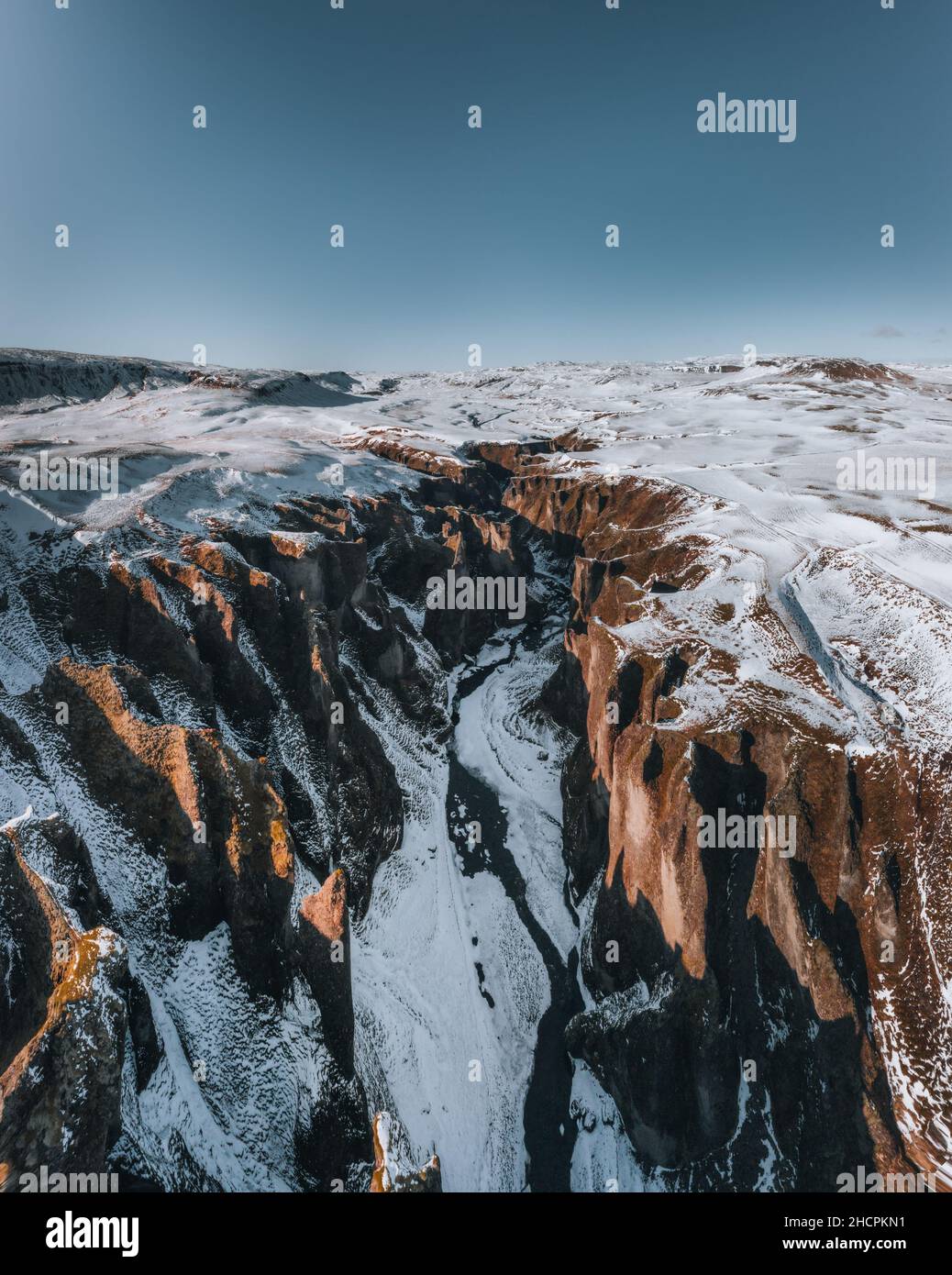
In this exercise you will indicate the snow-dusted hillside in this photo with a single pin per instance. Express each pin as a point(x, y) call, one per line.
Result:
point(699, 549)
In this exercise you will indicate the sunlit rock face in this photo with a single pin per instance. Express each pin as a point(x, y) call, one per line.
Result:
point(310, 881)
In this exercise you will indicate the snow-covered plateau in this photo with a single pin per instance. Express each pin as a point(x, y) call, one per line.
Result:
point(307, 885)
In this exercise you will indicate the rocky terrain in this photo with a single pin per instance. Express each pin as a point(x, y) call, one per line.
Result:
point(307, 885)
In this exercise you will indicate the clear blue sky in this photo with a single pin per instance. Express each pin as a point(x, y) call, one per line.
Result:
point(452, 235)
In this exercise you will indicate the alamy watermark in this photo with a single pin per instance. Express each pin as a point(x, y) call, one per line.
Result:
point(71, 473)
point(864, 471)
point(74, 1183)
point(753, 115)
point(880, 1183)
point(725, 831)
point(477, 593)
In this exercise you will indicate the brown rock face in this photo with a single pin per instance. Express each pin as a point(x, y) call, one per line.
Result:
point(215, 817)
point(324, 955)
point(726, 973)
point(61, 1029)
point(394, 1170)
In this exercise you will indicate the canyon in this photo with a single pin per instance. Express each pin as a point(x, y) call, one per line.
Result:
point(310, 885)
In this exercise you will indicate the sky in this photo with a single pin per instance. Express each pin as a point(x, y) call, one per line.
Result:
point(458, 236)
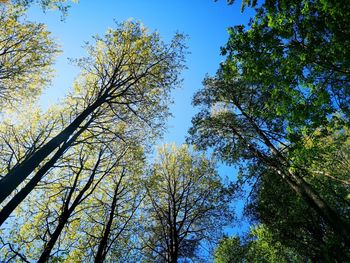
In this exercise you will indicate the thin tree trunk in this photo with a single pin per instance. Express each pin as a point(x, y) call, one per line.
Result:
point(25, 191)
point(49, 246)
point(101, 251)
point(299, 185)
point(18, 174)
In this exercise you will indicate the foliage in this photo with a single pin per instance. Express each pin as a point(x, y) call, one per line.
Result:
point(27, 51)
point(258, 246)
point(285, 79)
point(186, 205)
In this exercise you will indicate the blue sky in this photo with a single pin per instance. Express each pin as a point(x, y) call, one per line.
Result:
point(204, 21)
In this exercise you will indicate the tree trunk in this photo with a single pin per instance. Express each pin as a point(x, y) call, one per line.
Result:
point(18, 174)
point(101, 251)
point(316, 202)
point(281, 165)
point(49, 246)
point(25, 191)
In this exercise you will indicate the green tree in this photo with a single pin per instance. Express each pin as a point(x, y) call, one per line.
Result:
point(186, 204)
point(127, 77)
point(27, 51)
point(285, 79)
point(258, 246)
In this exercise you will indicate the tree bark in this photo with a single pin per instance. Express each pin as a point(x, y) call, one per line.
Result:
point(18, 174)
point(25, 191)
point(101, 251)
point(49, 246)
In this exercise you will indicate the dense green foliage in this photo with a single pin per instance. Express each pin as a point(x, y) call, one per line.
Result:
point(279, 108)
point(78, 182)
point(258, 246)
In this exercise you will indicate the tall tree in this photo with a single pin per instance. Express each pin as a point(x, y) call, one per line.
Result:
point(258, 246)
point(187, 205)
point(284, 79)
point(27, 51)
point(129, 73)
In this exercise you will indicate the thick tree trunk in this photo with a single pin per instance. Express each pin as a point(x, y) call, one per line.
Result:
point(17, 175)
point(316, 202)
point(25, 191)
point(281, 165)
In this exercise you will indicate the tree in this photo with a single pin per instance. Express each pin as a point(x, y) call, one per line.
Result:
####################
What you have to do
Print each line of the material above exactly, with the pictures removed from your copy.

Expected output
In this exercise you will indicate the snow-dusted hillside in this photo with a single pin per instance. Express each pin as a point(x, y) call, one per line.
Result:
point(699, 549)
In this exercise you will indicate the sunlit rock face in this photo with a single pin per instance. Express each pin as a point(x, y) call, one per line.
Result:
point(310, 881)
In this exercise you will indicate the snow-covered plateau in this photo with a single pin per instance. Express each pin as a point(x, y) call, one per line.
Result:
point(307, 885)
In this exercise you will indicate the rocky terrain in this photo with a single pin per instance. Express each pin as a point(x, y) call, one per line.
Result:
point(307, 885)
In this exercise you will indicate the clear blue sky in this photo with a single pin per instance. Express each pin as a point(x, y) call, one per line.
Result:
point(452, 235)
In this exercise you will indicate the alamy watermark in this photo with a single pin per instance. Express each pin as a point(x, y) call, one per line.
Result:
point(71, 473)
point(864, 471)
point(74, 1183)
point(753, 115)
point(880, 1183)
point(725, 831)
point(477, 593)
In this exercise you will indicate the brown rock face in this photo with a single pin per instance. Express each pin as a point(x, y) call, one per line.
Result:
point(215, 817)
point(324, 955)
point(726, 973)
point(61, 1029)
point(394, 1170)
In this exercise you will indicate the canyon in this photo with a single pin per instance. Express each pin as a point(x, y) call, one per line.
Result:
point(310, 885)
In this exercise you will indicate the sky in this photo with a single pin per instance. Express each pin as a point(x, y) call, one per line.
Result:
point(458, 236)
In this exercise you will indicate the thin tree trunk in this photo with a single pin per instance. Express each pin as a point(x, y) call, one per line.
Result:
point(25, 191)
point(49, 246)
point(101, 251)
point(299, 185)
point(18, 174)
In this exercise you will indicate the foliage in this photo with a single pin per instance. Express each pin as a point(x, y) call, one per line.
Result:
point(27, 51)
point(258, 246)
point(285, 79)
point(186, 205)
In this exercise you will indicate the blue sky in this photo with a single pin per instance. Express each pin as a point(x, y) call, one per line.
Result:
point(204, 21)
In this exercise you will indicate the tree trunk in this photo with a single pin per instance. Express each pin as a point(x, y) call, one per line.
Result:
point(18, 174)
point(101, 251)
point(316, 202)
point(281, 165)
point(49, 246)
point(25, 191)
In this exercise you will indicate the green tree in this photo with a single pin per instance. Express each pin as a point(x, y) call, one per line.
Result:
point(186, 204)
point(127, 77)
point(27, 51)
point(285, 79)
point(258, 246)
In this exercise you will indicate the tree bark in this photo with a single pin per instance. Express each pin as a point(x, y) call, one per line.
Result:
point(18, 174)
point(25, 191)
point(101, 251)
point(49, 246)
In this exercise you will indicate the dense green foliage in this photo with a single pin per instance. Express each pin as a point(x, y) call, one per line.
Result:
point(279, 108)
point(78, 182)
point(258, 246)
In this exercise you will indicate the tall tree in this photo with a single pin per instance. Express each pin as a point(x, y) call, one per line.
Result:
point(258, 246)
point(187, 205)
point(284, 79)
point(27, 51)
point(129, 73)
In this exercise you will indicate the thick tree trunk in this photo with a single pin per instance. Express each pin as a point(x, y) call, one per line.
Result:
point(17, 175)
point(316, 202)
point(25, 191)
point(281, 165)
In this exercise you will indicate the tree in this photo with a single pin per instance. Express each pin as a point(x, y) call, one per line.
Result:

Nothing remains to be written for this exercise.